What you are asked to do:
Write out the items word for word, starting at the line containing "car trunk lid." and continuing through the last of the items, with both ends included.

───── Task data ─────

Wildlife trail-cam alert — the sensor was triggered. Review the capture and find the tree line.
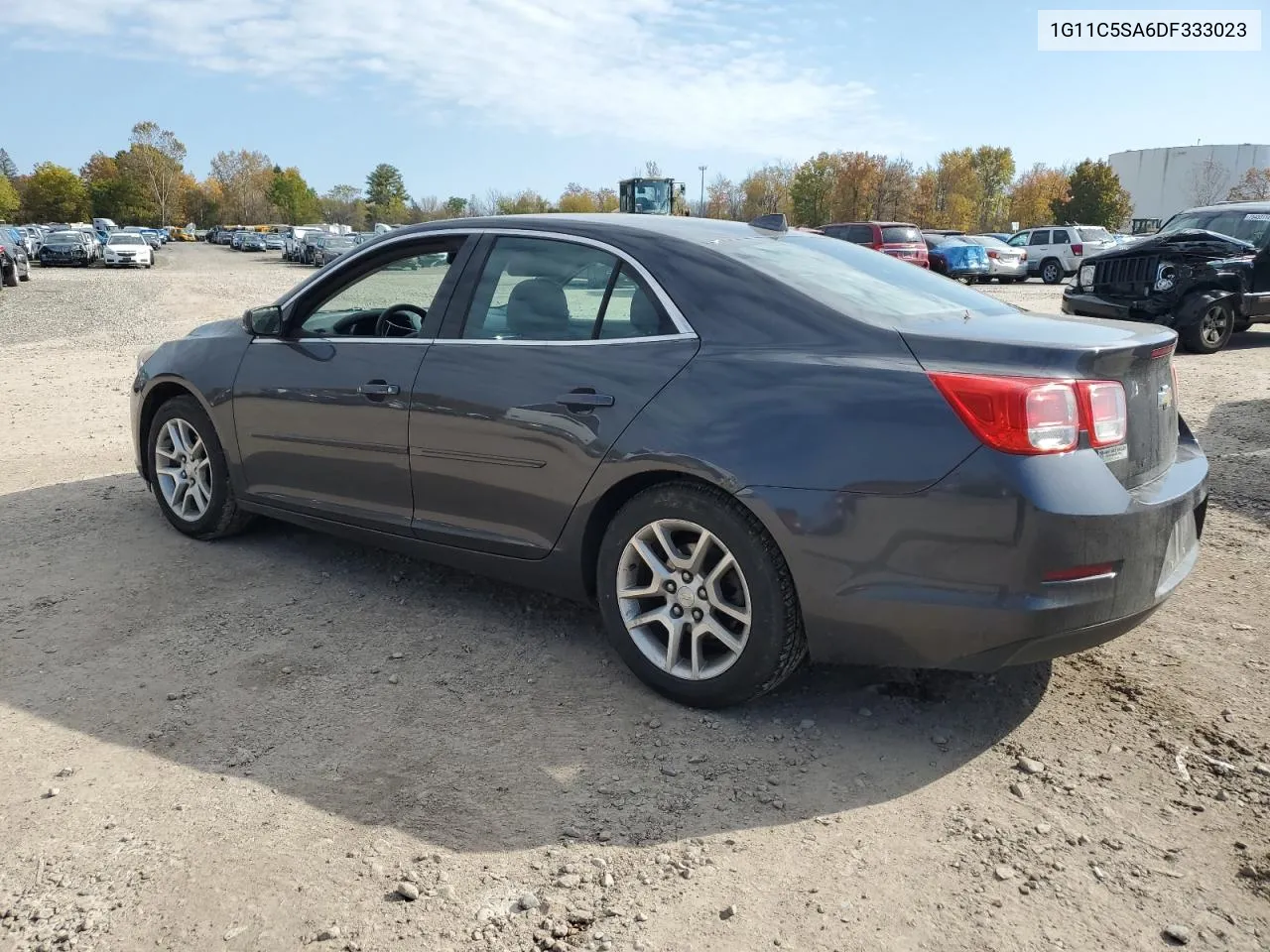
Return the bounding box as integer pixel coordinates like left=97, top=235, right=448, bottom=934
left=0, top=122, right=1270, bottom=231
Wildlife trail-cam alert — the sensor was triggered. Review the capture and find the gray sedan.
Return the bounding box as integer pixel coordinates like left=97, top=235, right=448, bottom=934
left=131, top=214, right=1207, bottom=707
left=964, top=235, right=1028, bottom=285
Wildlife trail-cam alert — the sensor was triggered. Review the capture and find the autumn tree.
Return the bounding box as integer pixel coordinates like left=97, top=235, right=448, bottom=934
left=320, top=185, right=366, bottom=227
left=128, top=122, right=186, bottom=225
left=0, top=176, right=22, bottom=221
left=268, top=165, right=321, bottom=225
left=1225, top=169, right=1270, bottom=202
left=366, top=163, right=410, bottom=223
left=970, top=146, right=1015, bottom=231
left=1006, top=163, right=1068, bottom=228
left=210, top=149, right=273, bottom=225
left=790, top=153, right=837, bottom=227
left=22, top=163, right=89, bottom=222
left=738, top=164, right=794, bottom=221
left=1052, top=159, right=1133, bottom=228
left=490, top=189, right=552, bottom=214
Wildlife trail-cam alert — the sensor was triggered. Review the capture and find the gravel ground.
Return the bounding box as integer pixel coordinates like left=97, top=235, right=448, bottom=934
left=0, top=245, right=1270, bottom=952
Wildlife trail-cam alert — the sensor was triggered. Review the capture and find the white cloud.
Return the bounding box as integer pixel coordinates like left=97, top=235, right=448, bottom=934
left=5, top=0, right=908, bottom=155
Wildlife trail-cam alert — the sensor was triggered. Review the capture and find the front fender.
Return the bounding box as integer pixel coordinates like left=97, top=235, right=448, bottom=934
left=1172, top=289, right=1239, bottom=330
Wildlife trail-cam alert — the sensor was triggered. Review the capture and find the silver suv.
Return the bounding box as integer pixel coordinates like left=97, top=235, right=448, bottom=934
left=1006, top=225, right=1116, bottom=285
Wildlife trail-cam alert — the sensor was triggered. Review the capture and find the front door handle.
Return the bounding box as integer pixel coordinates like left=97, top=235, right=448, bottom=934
left=557, top=387, right=613, bottom=410
left=357, top=380, right=401, bottom=399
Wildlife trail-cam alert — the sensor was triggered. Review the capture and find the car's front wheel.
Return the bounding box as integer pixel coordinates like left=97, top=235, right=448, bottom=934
left=595, top=482, right=807, bottom=707
left=1178, top=300, right=1234, bottom=354
left=146, top=396, right=250, bottom=539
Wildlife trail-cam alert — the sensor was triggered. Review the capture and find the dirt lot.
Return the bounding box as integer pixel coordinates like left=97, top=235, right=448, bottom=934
left=0, top=245, right=1270, bottom=952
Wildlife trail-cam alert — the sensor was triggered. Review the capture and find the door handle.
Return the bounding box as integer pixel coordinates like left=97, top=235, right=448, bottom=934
left=557, top=387, right=613, bottom=410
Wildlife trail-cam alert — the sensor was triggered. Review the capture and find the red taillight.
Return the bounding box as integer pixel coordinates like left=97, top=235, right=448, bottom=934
left=930, top=373, right=1128, bottom=456
left=1077, top=381, right=1129, bottom=447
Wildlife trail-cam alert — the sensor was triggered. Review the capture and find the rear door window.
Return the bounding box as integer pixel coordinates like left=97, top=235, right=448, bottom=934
left=881, top=225, right=922, bottom=245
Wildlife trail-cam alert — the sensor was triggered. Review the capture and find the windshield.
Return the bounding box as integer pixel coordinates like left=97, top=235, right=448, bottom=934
left=634, top=181, right=671, bottom=214
left=1076, top=227, right=1115, bottom=241
left=711, top=232, right=1016, bottom=323
left=1158, top=208, right=1270, bottom=246
left=965, top=235, right=1010, bottom=248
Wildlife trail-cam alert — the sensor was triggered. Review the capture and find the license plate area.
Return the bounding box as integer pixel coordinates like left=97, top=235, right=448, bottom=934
left=1157, top=511, right=1199, bottom=590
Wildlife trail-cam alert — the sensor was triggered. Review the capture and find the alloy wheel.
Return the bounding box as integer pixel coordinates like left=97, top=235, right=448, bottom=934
left=617, top=520, right=753, bottom=680
left=155, top=417, right=212, bottom=522
left=1201, top=304, right=1229, bottom=346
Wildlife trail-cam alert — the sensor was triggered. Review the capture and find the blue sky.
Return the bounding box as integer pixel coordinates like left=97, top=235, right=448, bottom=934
left=0, top=0, right=1270, bottom=198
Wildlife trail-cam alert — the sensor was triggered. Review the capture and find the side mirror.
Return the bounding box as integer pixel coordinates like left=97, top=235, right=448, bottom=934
left=242, top=304, right=282, bottom=337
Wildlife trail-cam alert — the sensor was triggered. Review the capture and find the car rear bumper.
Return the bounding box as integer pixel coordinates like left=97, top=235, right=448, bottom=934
left=1062, top=286, right=1172, bottom=326
left=739, top=424, right=1207, bottom=671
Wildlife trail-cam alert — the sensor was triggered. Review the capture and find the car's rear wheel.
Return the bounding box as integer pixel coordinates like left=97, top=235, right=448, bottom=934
left=1178, top=300, right=1234, bottom=354
left=597, top=482, right=807, bottom=707
left=146, top=396, right=250, bottom=539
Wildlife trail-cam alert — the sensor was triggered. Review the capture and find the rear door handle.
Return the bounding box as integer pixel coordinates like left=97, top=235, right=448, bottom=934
left=557, top=390, right=613, bottom=409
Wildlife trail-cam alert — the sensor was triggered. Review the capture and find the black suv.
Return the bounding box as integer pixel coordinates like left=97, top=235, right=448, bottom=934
left=1063, top=202, right=1270, bottom=354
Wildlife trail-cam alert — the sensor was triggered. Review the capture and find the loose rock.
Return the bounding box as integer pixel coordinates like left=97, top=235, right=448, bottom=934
left=396, top=880, right=419, bottom=902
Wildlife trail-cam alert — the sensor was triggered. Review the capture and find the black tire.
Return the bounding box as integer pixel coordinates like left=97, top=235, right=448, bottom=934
left=1178, top=299, right=1234, bottom=354
left=1040, top=258, right=1067, bottom=285
left=595, top=482, right=807, bottom=708
left=146, top=396, right=251, bottom=539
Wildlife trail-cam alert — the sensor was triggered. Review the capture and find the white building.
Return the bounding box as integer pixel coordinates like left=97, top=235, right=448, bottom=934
left=1107, top=144, right=1270, bottom=225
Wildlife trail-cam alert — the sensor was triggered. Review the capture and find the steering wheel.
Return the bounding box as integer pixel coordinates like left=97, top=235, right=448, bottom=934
left=375, top=304, right=428, bottom=337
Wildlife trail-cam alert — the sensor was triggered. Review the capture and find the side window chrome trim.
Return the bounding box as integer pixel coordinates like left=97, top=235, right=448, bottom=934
left=251, top=334, right=437, bottom=346
left=436, top=334, right=698, bottom=346
left=280, top=227, right=698, bottom=344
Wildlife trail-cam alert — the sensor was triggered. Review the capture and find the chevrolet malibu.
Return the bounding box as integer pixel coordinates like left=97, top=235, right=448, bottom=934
left=132, top=214, right=1207, bottom=707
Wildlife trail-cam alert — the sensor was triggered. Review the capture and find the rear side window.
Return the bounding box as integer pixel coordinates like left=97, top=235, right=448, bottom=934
left=712, top=232, right=1015, bottom=323
left=881, top=225, right=922, bottom=245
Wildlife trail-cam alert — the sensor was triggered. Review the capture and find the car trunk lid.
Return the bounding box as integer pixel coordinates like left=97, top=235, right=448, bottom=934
left=899, top=311, right=1178, bottom=489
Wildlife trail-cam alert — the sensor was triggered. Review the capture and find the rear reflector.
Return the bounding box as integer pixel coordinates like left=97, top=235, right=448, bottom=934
left=930, top=373, right=1129, bottom=456
left=1042, top=562, right=1115, bottom=581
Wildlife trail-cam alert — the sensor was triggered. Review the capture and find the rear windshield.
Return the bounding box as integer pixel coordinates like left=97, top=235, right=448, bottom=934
left=881, top=225, right=922, bottom=245
left=711, top=232, right=1015, bottom=322
left=1157, top=209, right=1270, bottom=246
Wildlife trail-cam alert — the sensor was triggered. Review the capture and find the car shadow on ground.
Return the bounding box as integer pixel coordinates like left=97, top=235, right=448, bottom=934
left=0, top=475, right=1051, bottom=851
left=1199, top=396, right=1270, bottom=525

─────

Result of this exercise:
Wildlife trail-cam alert — the sensor was triggered. Review the capture and find the car trunk lid.
Return the bounding box as integer pixel coordinates like left=97, top=235, right=448, bottom=934
left=899, top=311, right=1178, bottom=489
Wildlife trail-cam alert — the sensor was triggered. Review the capture and find the rear reflector.
Return the bounding box as integer pixel coordinates like left=97, top=235, right=448, bottom=934
left=930, top=373, right=1129, bottom=456
left=1042, top=562, right=1115, bottom=581
Wildlife trail-cam alert — the sensor was triggered. Review the capture and find the rear windshield.
Return the bounding box as integer pixel coordinates like left=97, top=235, right=448, bottom=934
left=881, top=225, right=922, bottom=245
left=711, top=232, right=1015, bottom=322
left=1157, top=209, right=1270, bottom=246
Wildlife trail-cam alert — the sensor was triggered. Review the capture and find the car shadow on ground.
Return the bounding box as integer pixel coordinates like left=97, top=235, right=448, bottom=934
left=0, top=475, right=1051, bottom=851
left=1199, top=396, right=1270, bottom=525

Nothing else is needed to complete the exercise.